What is required: Report how many lines in the items below contain the string "dark". Give only the number.

Data for this task:
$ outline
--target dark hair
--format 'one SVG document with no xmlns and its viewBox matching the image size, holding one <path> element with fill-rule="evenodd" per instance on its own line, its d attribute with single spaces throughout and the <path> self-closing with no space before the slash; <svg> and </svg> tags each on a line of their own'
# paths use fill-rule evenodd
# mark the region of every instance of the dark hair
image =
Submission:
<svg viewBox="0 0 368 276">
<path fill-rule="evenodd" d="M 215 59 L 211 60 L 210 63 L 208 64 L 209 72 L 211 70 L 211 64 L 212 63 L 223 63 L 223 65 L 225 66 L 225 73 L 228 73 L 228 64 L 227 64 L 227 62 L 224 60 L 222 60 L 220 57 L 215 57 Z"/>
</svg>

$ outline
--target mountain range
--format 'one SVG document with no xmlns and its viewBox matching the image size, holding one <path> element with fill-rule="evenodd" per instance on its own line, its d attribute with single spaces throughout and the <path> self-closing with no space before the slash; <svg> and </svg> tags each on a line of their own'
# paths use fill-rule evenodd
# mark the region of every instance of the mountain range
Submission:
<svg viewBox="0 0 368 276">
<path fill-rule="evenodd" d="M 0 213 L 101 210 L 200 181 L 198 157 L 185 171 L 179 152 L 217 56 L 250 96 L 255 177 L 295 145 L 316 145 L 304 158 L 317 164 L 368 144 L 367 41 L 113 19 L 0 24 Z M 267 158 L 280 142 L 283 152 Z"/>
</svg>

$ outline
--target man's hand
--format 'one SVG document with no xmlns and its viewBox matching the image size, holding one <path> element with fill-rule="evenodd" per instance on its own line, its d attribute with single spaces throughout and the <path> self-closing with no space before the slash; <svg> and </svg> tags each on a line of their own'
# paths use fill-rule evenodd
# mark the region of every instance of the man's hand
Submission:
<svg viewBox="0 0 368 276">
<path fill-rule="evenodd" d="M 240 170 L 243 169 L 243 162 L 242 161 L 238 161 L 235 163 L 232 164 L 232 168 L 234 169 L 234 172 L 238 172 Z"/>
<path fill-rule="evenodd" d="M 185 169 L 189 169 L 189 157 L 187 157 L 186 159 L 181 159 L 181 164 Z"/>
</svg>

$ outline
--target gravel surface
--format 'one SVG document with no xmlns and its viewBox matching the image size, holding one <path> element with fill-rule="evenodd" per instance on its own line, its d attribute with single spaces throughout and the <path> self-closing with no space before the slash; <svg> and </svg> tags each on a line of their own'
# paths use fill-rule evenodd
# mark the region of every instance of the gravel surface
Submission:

Complete output: 2